> **EXERCISE DESCRIPTION**:
Reproduce each entry exactly as written.

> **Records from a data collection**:
========================

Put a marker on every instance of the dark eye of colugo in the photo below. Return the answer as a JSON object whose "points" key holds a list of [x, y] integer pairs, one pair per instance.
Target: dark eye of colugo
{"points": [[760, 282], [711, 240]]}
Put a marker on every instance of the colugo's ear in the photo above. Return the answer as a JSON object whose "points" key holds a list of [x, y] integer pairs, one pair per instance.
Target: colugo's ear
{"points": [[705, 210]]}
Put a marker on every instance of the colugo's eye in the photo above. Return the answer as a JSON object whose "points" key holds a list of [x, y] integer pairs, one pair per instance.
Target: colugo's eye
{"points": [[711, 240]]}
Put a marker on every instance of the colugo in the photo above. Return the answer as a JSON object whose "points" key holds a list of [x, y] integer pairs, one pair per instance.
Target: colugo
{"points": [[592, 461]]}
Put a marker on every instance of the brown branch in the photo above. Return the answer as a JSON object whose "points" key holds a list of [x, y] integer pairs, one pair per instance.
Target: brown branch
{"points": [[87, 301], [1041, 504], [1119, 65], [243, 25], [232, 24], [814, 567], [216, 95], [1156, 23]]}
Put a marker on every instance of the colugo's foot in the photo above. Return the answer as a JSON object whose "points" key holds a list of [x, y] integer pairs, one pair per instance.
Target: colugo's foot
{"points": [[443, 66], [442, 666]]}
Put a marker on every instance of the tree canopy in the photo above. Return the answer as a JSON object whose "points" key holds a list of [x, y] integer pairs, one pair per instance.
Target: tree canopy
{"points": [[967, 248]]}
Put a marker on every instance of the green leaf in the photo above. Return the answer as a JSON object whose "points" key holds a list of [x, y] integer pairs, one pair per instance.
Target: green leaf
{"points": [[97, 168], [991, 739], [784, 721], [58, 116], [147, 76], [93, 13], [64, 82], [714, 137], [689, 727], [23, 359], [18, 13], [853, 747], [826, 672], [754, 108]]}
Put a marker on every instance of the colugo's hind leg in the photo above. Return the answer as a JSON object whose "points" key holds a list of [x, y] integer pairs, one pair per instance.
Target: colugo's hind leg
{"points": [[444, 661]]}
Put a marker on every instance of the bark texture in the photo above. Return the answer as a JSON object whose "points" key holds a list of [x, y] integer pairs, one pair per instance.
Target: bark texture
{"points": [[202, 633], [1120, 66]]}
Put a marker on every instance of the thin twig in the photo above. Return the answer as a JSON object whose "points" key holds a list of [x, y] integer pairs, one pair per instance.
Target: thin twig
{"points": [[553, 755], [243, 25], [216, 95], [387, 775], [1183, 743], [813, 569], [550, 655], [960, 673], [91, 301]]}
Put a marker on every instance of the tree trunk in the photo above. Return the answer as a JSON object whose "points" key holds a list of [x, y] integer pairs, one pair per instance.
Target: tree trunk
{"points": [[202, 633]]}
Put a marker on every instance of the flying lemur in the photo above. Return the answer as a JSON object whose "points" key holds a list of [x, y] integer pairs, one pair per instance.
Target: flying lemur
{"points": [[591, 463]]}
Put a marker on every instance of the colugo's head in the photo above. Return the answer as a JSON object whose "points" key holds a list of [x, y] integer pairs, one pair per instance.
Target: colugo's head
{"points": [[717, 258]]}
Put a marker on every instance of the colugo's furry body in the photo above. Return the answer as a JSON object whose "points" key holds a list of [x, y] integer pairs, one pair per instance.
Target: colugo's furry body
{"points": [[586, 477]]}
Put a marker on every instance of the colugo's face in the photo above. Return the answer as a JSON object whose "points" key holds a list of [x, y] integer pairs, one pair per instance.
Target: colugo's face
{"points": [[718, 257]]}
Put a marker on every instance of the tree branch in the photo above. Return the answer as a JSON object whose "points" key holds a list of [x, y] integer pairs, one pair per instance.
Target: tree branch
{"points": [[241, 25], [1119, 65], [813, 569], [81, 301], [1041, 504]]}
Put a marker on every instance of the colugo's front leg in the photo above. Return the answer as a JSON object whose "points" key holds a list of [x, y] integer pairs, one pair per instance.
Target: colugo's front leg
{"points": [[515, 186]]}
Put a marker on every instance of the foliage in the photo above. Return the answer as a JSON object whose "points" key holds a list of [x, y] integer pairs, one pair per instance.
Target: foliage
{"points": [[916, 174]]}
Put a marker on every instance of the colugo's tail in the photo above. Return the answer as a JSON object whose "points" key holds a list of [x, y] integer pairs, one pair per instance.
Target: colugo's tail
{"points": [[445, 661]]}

========================

> **WRITTEN RESPONSE**:
Put a marker on every instance of the dark eye of colugo in the photo below. Return the answer as a JSON object whose "points" key holds a list of [x, y] integer pairs, one pair per instance.
Target: dark eye of colugo
{"points": [[760, 282], [711, 240]]}
Put a marker on every instance of the colugo's ear in the photo above. Return the answer as a JSON object whose "points" key holds a list of [x, y] integer pairs, one pair per instance.
Target: colugo's ear
{"points": [[705, 210]]}
Put a marker on every instance of the colugo's eye in the photo above. Return the answer as a JSON object whose "points" key holds a list of [x, y] integer pairs, one pair per instance.
Target: colugo's eye
{"points": [[711, 240]]}
Put a marker on every instance of the colugo in the photo above. Return the answer as a JSON object whose "points" key holds a list of [x, y] integer pairs, one pair per instance.
Target: colugo
{"points": [[592, 461]]}
Put a marker on every instance of the brown branch in the photo above. Return the answer as a JSON object whose "points" key holds a list of [x, y] integer pairs, one pair per instance.
Target: brown branch
{"points": [[87, 301], [1041, 504], [1119, 65], [243, 25], [232, 24], [814, 567], [216, 95], [1156, 23]]}
Put a marker on every instance of the colugo's foot in the photo above. Return the answer as a JSON object whose "points" key holds a list of [x, y] integer pairs, one pair per instance.
Target: colugo's foot
{"points": [[443, 66], [442, 666]]}
Put a marker on every instance of the tree canopy in the photo above. Return the answer as a JSON object whose "points" key holds a list of [x, y] integer pairs, one pair per instance.
Target: tree canopy
{"points": [[967, 248]]}
Put a marker on every instance of the green leaf in the photo above. Return the answer as a JSON object whose "points" key holds a list of [x, y] integer pairs, one pair per instance.
Target: green leaf
{"points": [[97, 168], [991, 739], [784, 721], [58, 116], [147, 76], [93, 13], [64, 82], [714, 137], [689, 727], [23, 359], [18, 13], [853, 747], [826, 672], [754, 108]]}
Put a marker on every instance of the colugo's hind leg in the photo above. Return the answer as a JSON object whose "points" key holds a list of [x, y] integer pairs, one pair per instance.
Target: colugo's hind leg
{"points": [[444, 661]]}
Put a marker on every instance of the bark texture in the photo above. Return the answer as a JSON object whose "points" key holds a list of [x, y] integer pairs, one pair per instance.
Target: bark texture
{"points": [[202, 633], [1120, 66]]}
Put a marker on every instance of the thin twig in the photo above. Return the answer as a JSON object whose "points" key holds a list of [x, y] integer pairs, one pair per instance.
Target: thin twig
{"points": [[553, 755], [243, 25], [216, 95], [387, 775], [1183, 743], [813, 569], [550, 655], [960, 673], [91, 301]]}
Put a marker on every instance of the tree trunk in the photo above. Return the answer as a JSON object whose "points" key holds a list of [x, y] integer pairs, one pair per instance.
Target: tree trunk
{"points": [[202, 633]]}
Put a marker on every instance of the flying lemur in the photo above. Return the answer as a JSON object whose "points" key holds a list of [x, y] integer pairs, one pair per instance.
Target: flying lemur
{"points": [[591, 463]]}
Put a marker on every instance of the colugo's head in the photo above. Return the answer as a JSON object whose "points" key holds a list of [x, y] integer pairs, one pair per instance.
Target: colugo's head
{"points": [[717, 258]]}
Put a marker on every instance of the colugo's furry body in the photo above. Return the answer as a JSON object whose "points" key holds a list of [x, y] integer pairs, one pair per instance.
Target: colugo's furry body
{"points": [[586, 477]]}
Put a marker on every instance of the colugo's face in the photo above. Return the answer as a JSON object whose "points" key holds a list of [x, y] integer pairs, one pair per instance.
Target: colugo's face
{"points": [[718, 257]]}
Put a marker on every instance of the tree branch in the photo above. Return the answer as a JSON object whose "points" key holds a list of [x, y] integer pairs, one pair per instance.
Target: tree branch
{"points": [[241, 25], [1119, 65], [813, 569], [81, 301], [1041, 504]]}
Put a marker on every instance of the colugo's front leg in the photo above. Return the answer as a JSON object whose "points" key holds a list of [x, y] integer pairs, one pair per instance.
Target: colugo's front leg
{"points": [[515, 186]]}
Put a marker on every instance of the foliage in the photo above. Return the answer as a JSON object whose "points" key holds a list of [x, y] integer pairs, one pair per instance.
Target: foliage
{"points": [[916, 174]]}
Put a marker on every instance of the colugo's tail in the photo above. Return the answer as a JSON object whose "points" key holds a list of [x, y] integer pairs, one pair per instance.
Target: colugo's tail
{"points": [[445, 661]]}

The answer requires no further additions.